- **What is asked**:
Give each non-blank line of the rows below as a Markdown table with columns "n" (row number) and "Line" (the line itself). Leave the pictures out of the table.

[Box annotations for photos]
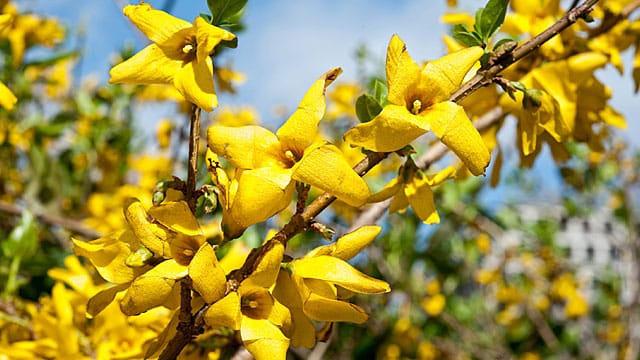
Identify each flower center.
[410,99,422,115]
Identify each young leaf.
[207,0,247,26]
[372,79,389,104]
[452,24,482,47]
[474,0,509,43]
[356,94,382,123]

- **Output of the task**:
| n | Line |
|---|---|
| 1 | Identify each flower center. |
| 2 | [410,99,422,115] |
| 3 | Identify each young leaf. |
| 4 | [207,0,247,26] |
| 5 | [372,79,389,104] |
| 6 | [452,24,482,47] |
| 7 | [474,0,509,43] |
| 8 | [356,94,382,123] |